Teks Bacaan >>
Masyarakat film mengharapkan agar Pilpres 2024 menghasilkan pemimpin, entah itu Presiden atau Wakil Presiden yang peduli dan concern terhadap kemajuan perfilman Indonesia. Yang memiliki kesadaran bahwa film merupakan pranata sosial yang mampu membentuk pembangunan kebudayaan dan peradaban.
Untuk itulah masyarakat film merasa perlu menyampaikan aspirasinya agar tidak kaget ketika muncul pemimpin-pemimpin baru.
“Dari nama-nama calon presiden, wakil presiden yang ada sekarang sulit sekali menemukan nama yang betul-betul sudah memberikan kerjanya nyata, tindakan nyata terhadap kemajuan perfilman. Saya cuma melihat ada satu yaitu Muhadjir Effendy,” kata Adisurya Abdy.
Menurutnya, Muhadjir memiliki rekam jejak yang jelas kepedulian terhadap kemajuan film nasional. Dia mencontohkan, pada saat Muhadjir memulai menjadi Mendikbud pada Kabinet Jokowi Jilid Satu, share film Indonesia itu cuma 16 persen. Tetapi pada saat dia mengakhiri jabatannya, share film Indonesia itu lebih 50 persen. Artinya terjadi peningkatan yang signifikan.
Muhadjir menjadi penonton yang mengikuti film Indonesia. Dia selalu mendorong orang menonton film Indonesia. Bahkan kadang-kadang dia menghimpun orang untuk nonton bareng film Indonesia.
“Jangan lupa, dia mendukung sepenuhnya orang film menjadi pahlawan nasional yaitu Usmar Ismail. Kalau dia tidak memberikan dukungan, tidak mungkin terwujud. Dan yang menarik lagi, di dunia ini pahlawan nasional dari film kayaknya hanya Indonesia,” tegas Abdy.

Bahan yang Diberikan >>
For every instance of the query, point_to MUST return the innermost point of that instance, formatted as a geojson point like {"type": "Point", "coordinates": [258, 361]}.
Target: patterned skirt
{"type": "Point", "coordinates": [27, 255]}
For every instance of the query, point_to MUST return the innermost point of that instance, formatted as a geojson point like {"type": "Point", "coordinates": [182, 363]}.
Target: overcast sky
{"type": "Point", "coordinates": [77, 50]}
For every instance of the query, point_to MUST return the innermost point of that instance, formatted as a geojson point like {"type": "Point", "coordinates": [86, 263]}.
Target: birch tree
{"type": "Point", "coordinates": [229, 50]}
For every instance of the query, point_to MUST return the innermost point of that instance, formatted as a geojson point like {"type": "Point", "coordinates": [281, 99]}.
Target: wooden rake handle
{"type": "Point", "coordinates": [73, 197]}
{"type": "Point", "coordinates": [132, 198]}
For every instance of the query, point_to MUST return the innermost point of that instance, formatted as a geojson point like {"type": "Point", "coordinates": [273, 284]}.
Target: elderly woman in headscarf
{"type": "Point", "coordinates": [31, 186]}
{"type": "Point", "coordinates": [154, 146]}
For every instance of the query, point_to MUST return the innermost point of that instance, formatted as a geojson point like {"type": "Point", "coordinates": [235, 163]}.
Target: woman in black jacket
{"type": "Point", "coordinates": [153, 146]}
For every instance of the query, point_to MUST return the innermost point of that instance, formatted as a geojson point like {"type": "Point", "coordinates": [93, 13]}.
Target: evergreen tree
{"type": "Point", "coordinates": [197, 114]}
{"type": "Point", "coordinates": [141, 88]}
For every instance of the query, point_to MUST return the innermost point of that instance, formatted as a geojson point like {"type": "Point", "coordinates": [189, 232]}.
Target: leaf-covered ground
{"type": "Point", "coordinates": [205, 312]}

Isi Latihan >>
1. Kutip bagian dari teks tentang harapan masyarakat film untuk Pilpres 2024, mulai dari "Masyarakat film mengharapkan" terus sampai ke "kebudayaan dan peradaban.".
2. Menurut teks tentang harapan masyarakat film untuk Pilpres 2024, berapa persen share film Indonesia ketika Muhadjir mulai menjabat Mendikbud?
3. Teruskan teks tentang harapan masyarakat film untuk Pilpres 2024 setelah kalimat terakhirnya.

Jawaban Tiap Tugas >>
1.
Masyarakat film mengharapkan agar Pilpres 2024 menghasilkan pemimpin, entah itu Presiden atau Wakil Presiden yang peduli dan concern terhadap kemajuan perfilman Indonesia. Yang memiliki kesadaran bahwa film merupakan pranata sosial yang mampu membentuk pembangunan kebudayaan dan peradaban.

2. 16 persen.

3.
Akhlis Suryapati mengatakan, Muhadjir telah menunjukkan kepedulian terhadap film. Bahkan sampai sekarang, dia tetap peduli. Misalnya menyediakan billboard, dia perintahkan videotrone untuk promosi film Indonesia.
“Ketika ada produser baru yang filmnya terhambat beredar di bioskup, lantas mengadu kepada Muhadjir, dia langsung turun tangan,” ujar Akhlis.
Karakter Muhadjir yang kalem, santun tidak progresif pada satu sisi mengakibatkan elektabilitasnya rendah. Tetapi pada sisi lain, justru sosok semacam ini dibutuhkan sebagai penyeimbang.
“Indonesia kan sekarang dalam polarisasi yang tajam yang disebut kanan dan kiri atau agama dengan nasionalis atau kemapanan dengan perubahan. Yang dibutuhkan adalah bagaimana sosok yang mampu dalam keseimbangan,” kata Akhlis.
“Jangan lupa pemimpin itu perlu penyeimbang. Di situlah tempat Muhadjir,” tegas Adisurya Abdy.(Galuh/min)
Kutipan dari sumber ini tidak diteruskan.